# Excerpted passage
◆ ◆ ◆ ◆ ◆ ◆ ◆
How can I tell if a hedgehog is sick?
A hedgehog seen out in the day is uncommon. Seeing one out in daylight could be a key indicator that the hedgehog is sick and in need of your help, especially if it is during winter time when most hedgehogs should be hibernating. Sick hedgehogs could be thin, dehydrated, possibly poisoned or have breathing problems. Injured hedgehogs may be seen with open wounds, fractures, bites or burns.
Image credit: Bill Fairs
If you suspect a hedgehog is sick, in the first instance, you should visually examine it in order to gage an understanding as to whether or not it may need medical attention. Things you can look out for are:
- Does its skin spring back when you pull up a couple of spines? If the skin appears to stay in place, the hedgehog could be dehydrated. Ensure the hedgehog has access to plenty of water if you suspect dehydration.
- Does the hedgehog look thin? It could be malnourished and will need a nutritious food source in order to build up its weight.
- Does the hedgehog have a funny smell? It could have an infection somewhere on its body, meaning it will more than likely need professional medical attention.
- Is the hedgehog having trouble breathing/coughing? This could be a sign of lungworm and the hog will need urgent medical attention.
◆ ◆ ◆ ◆ ◆ ◆ ◆
# Information given
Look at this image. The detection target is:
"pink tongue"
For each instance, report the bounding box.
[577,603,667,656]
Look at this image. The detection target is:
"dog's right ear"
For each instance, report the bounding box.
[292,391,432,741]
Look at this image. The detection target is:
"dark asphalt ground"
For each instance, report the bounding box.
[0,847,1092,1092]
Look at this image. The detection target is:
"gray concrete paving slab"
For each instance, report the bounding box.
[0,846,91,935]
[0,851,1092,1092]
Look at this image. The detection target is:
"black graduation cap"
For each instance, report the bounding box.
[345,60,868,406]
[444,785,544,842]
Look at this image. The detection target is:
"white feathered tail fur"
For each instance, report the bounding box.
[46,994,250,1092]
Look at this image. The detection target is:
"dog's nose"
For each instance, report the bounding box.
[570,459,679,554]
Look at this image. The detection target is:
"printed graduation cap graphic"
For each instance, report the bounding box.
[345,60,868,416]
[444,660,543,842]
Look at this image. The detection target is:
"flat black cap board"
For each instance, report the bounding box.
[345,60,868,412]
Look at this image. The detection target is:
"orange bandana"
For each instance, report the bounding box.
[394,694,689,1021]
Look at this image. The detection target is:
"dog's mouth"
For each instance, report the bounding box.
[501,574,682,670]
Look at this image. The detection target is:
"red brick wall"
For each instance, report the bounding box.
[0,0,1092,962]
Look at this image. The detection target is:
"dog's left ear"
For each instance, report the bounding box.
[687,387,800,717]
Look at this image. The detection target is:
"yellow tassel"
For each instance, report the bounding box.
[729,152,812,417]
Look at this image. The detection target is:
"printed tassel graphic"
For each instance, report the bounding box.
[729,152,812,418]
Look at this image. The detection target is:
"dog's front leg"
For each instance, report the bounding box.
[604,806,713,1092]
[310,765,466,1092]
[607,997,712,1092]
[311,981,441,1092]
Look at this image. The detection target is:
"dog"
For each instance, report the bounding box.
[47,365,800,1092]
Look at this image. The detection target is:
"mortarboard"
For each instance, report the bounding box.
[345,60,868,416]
◆ ◆ ◆ ◆ ◆ ◆ ◆
# Instructions to follow
Resume the hedgehog health guide after its final sentence. The records stand apart from the hedgehog health guide and are separate material.

# Final answer
What should I do if I find a sick or injured hedgehog?
If you are concerned about a hedgehog which you have come across, you should think carefully about deciding what to do next. You should not take a hedgehog too far away from where you originally found it unless it is severely injured, in which case you should take it to the vet or a local hedgehog rescue centre in a sturdy, high-sided cardboard box lined with a sheet, towel without holes or ripped up newspaper. If you find a hedgehog alive and in a dangerous place, for example on a main road, you should move it to a safe location nearby to where you found it. Ensure that you wear thick gloves at all times when handling a hedgehog to avoid being pricked.
If you are caring for a sick hedgehog, it is important that they have a good heat source from, for example, a heat lamp or well-wrapped hot water bottle (to avoid burning the hedgehog). The hedgehog will also need to be kept clean, meaning its ‘bedding’ (i.e. the towel, sheet or ripped up newspaper) will need to be changed daily.
Sick or injured hedgehogs are susceptible to hypothermia. You can look out for symptoms such as the hedgehog staggering around or ‘sunbathing’ (spreading themselves out on the floor in an attempt to quickly get some heat into their bodies). If you suspect that a hedgehog has hypothermia, again, take it inside placed in a high-sided cardboard box lined with a sheet, towel without holes or ripped up newspaper and ensure that the hog has heat by placing a well-wrapped hot water bottle inside the box. If you are placing a hot water bottle in the box, make sure that the hedgehog has enough room to move away from the hot water bottle to avoid overheating. It is vital to keep this hot water bottle warm, as letting it go cold will do more harm than good. Ensure that you check the temperature of the hot water bottle frequently and change the water if necessary.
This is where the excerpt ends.